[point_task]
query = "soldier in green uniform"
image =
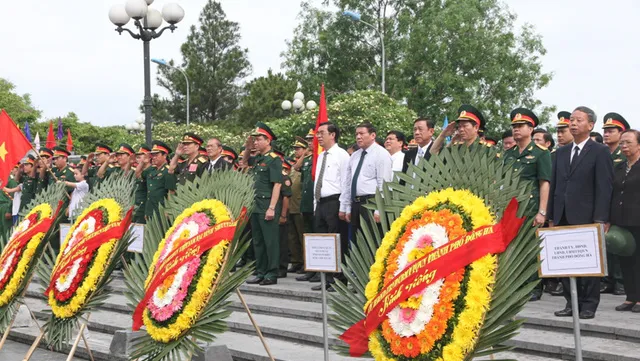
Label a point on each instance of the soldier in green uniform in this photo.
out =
(100, 156)
(267, 170)
(195, 164)
(614, 126)
(533, 162)
(285, 200)
(470, 120)
(160, 182)
(296, 219)
(142, 171)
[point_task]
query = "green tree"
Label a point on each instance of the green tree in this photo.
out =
(19, 107)
(214, 63)
(347, 111)
(441, 53)
(263, 99)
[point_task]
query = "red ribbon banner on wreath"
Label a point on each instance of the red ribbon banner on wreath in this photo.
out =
(434, 266)
(183, 252)
(89, 244)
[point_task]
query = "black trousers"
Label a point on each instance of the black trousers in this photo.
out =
(328, 221)
(631, 269)
(588, 287)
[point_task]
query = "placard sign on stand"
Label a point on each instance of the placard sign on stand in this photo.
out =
(136, 229)
(322, 254)
(573, 251)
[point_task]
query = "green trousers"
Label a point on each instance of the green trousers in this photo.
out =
(266, 245)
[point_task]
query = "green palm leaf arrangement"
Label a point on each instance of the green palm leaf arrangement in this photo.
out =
(482, 173)
(51, 196)
(59, 330)
(235, 191)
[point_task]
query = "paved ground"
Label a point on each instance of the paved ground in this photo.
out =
(15, 351)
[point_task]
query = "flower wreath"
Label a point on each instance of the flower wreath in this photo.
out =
(67, 294)
(442, 321)
(176, 304)
(16, 260)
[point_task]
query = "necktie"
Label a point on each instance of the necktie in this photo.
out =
(320, 176)
(354, 180)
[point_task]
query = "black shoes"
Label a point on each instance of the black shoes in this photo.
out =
(567, 312)
(255, 280)
(587, 315)
(625, 307)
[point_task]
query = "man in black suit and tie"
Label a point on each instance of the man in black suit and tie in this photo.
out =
(214, 152)
(423, 129)
(581, 188)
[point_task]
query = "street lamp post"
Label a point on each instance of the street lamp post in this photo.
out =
(147, 21)
(356, 17)
(165, 63)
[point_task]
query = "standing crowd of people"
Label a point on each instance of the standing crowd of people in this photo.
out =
(578, 182)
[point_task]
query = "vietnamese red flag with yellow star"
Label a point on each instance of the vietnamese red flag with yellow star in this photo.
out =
(13, 146)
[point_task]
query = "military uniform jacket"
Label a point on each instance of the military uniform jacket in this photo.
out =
(159, 183)
(534, 165)
(188, 171)
(306, 203)
(617, 157)
(267, 170)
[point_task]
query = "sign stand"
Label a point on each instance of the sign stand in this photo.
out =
(570, 252)
(322, 255)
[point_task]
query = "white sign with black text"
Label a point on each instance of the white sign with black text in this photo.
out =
(573, 251)
(322, 252)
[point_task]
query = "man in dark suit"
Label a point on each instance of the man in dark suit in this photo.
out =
(423, 129)
(580, 192)
(214, 152)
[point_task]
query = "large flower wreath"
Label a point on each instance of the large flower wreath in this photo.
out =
(17, 257)
(176, 303)
(443, 281)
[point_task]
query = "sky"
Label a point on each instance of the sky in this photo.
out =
(67, 55)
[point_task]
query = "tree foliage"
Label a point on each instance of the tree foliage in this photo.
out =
(440, 54)
(214, 63)
(18, 107)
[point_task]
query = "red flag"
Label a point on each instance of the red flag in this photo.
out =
(51, 140)
(69, 140)
(322, 117)
(13, 146)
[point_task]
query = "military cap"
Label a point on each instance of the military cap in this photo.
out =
(613, 120)
(471, 114)
(524, 116)
(301, 143)
(46, 152)
(310, 134)
(490, 140)
(563, 119)
(60, 152)
(125, 148)
(143, 149)
(190, 137)
(264, 130)
(160, 146)
(229, 152)
(103, 148)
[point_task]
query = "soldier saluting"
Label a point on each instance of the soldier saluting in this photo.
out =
(195, 164)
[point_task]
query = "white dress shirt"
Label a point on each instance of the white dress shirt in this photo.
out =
(398, 161)
(334, 172)
(376, 169)
(580, 148)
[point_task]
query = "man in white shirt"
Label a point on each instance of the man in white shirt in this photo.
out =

## The request:
Write the records out again in full, exactly, and skip every picture.

## Expected output:
[point_task]
query = "soldier in green uniform"
image =
Label a point on each instance of the soldier in green uniform in this photo.
out =
(100, 156)
(267, 170)
(195, 164)
(614, 126)
(533, 162)
(285, 200)
(470, 120)
(160, 182)
(296, 219)
(142, 171)
[point_task]
query = "green tree"
Label a point on each instance of the green tree in this photo.
out =
(19, 107)
(214, 63)
(347, 111)
(441, 53)
(263, 99)
[point_task]
query = "red ribbon banner on wreath"
Label a point on each instance of the red ribbon banner on wreath in this photo.
out =
(434, 266)
(183, 252)
(89, 244)
[point_task]
query = "black trousers"
Label a point on each instance of the black trousers in this photo.
out =
(328, 221)
(631, 269)
(588, 287)
[point_task]
query = "placard sign on stand"
Label a point on each instance of the placard sign on stand in this photo.
out =
(136, 229)
(322, 254)
(573, 251)
[point_task]
query = "green trousers"
Label a point on each instance of the green trousers in this photo.
out =
(266, 245)
[point_task]
query = "green palm leaf arrangement"
Label a point on each instance of the green palm leaf arrangement in this photo.
out =
(482, 173)
(51, 196)
(59, 330)
(235, 191)
[point_task]
query = "paved ground"
Label a point on each instance of the paved ground in this photo.
out =
(15, 351)
[point_task]
query = "flower wreath"
Label a point on each instance of the flower wreath in this photo.
out =
(67, 294)
(442, 321)
(176, 304)
(16, 260)
[point_task]
query = "necktie"
Label a point on each instance of the necktie in this photo.
out =
(320, 176)
(354, 180)
[point_task]
query = "black shoes"
Label a point on each instance of the black shoes in this photo.
out =
(567, 312)
(255, 280)
(587, 315)
(625, 307)
[point_task]
query = "man in black suit and tie"
Label a point on each instance of the man in black suit and tie in this photo.
out =
(214, 152)
(423, 129)
(581, 188)
[point_task]
query = "street lamp post"
Label a point on each instance of the street lamp post in this photo.
out =
(147, 21)
(356, 17)
(165, 63)
[point_task]
query = "standing crowd of people"
Label a point on each instance of the standing crowd of people in this photo.
out =
(578, 182)
[point_task]
query = "vietnamese red flag with yellow star"
Label a point on each instance of the vietnamese red flag with yellow star in this photo.
out =
(13, 146)
[point_task]
query = "military uniform jacket"
Label a point on each instance of the military uniform jacket in this photo.
out =
(159, 183)
(534, 165)
(188, 171)
(306, 203)
(617, 157)
(267, 170)
[point_task]
query = "sign stand"
Label a point on each instance of the sign stand in this photo.
out =
(570, 252)
(322, 255)
[point_task]
query = "white sign with black text"
Label a point on each instance of the white sign with black text in this photo.
out =
(573, 251)
(322, 252)
[point_task]
query = "man in dark suit"
Label a point on each instance of the man in dark suit in this photo.
out =
(423, 129)
(580, 192)
(214, 152)
[point_task]
query = "large flower wreath"
Label a point on each instance of the large flower wreath in this photo.
out =
(17, 257)
(176, 303)
(443, 281)
[point_task]
query = "sky"
Label a point on each instance of the sky in this photo.
out =
(67, 55)
[point_task]
query = "tree foliage"
Label a point on each instance of the tree foliage in this photo.
out =
(440, 54)
(214, 63)
(18, 107)
[point_task]
query = "red flag"
Label a point on each instance of the red flag in this photo.
out =
(51, 140)
(69, 140)
(322, 117)
(13, 146)
[point_task]
query = "military cap"
Label a point on each instance of the military cap in this photo.
out =
(613, 120)
(471, 114)
(524, 116)
(301, 143)
(46, 152)
(310, 134)
(490, 140)
(563, 119)
(60, 152)
(125, 148)
(143, 149)
(190, 137)
(264, 130)
(160, 146)
(229, 152)
(103, 148)
[point_task]
query = "soldier saluting"
Label a point on each instance of the soldier saluting in this photo.
out =
(195, 164)
[point_task]
query = "white dress shirt"
Label a point on each instance of the white dress shirt in this photo.
out =
(398, 161)
(334, 172)
(376, 169)
(580, 148)
[point_task]
query = "man in white shirt"
Label a point on each instance of the man in white shirt in this photo.
out =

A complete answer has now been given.